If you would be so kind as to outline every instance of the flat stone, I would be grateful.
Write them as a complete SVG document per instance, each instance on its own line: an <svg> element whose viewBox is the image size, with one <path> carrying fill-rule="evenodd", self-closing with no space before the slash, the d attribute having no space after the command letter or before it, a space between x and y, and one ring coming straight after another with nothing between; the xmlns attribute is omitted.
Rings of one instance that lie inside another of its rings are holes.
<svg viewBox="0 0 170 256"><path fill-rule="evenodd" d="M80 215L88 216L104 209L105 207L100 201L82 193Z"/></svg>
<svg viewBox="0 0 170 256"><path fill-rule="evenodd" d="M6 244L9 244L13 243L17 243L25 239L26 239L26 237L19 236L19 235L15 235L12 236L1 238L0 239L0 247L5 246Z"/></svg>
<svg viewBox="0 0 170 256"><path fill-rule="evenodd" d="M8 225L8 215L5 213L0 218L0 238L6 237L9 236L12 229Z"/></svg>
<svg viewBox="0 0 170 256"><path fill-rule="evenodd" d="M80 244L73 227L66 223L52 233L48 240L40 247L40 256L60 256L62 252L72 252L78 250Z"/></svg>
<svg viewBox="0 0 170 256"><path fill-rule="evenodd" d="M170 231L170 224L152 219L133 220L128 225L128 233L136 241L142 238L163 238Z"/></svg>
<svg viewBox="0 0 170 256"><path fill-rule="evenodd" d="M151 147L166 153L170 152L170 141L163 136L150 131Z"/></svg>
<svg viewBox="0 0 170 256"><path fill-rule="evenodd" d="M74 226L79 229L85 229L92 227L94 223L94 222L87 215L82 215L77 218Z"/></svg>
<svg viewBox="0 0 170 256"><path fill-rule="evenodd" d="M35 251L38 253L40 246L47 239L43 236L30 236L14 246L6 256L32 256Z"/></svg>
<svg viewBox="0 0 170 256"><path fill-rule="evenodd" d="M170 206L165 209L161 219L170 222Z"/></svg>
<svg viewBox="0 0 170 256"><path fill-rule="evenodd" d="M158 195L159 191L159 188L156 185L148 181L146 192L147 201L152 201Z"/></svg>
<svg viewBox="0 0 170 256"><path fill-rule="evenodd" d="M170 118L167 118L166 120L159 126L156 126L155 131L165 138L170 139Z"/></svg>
——————
Task prompt: Copy out, unchanged, the items from the very first line through the line containing "215L88 216L104 209L105", including both of those lines.

Completed task:
If you would be so kind as to outline every instance of the flat stone, I would be grateful.
Write them as a complete SVG document per instance, each instance on its own line: an <svg> element whose viewBox is the image size, with one <path> carrying fill-rule="evenodd", self-closing with no space before the slash, the d attribute having no space after the command letter or before it, a space between x and y, and one ring coming straight after another with nothing between; the xmlns attribute is omitted.
Rings of one instance that lie inside another of its rings are holes.
<svg viewBox="0 0 170 256"><path fill-rule="evenodd" d="M80 215L88 216L104 209L105 207L100 201L82 193Z"/></svg>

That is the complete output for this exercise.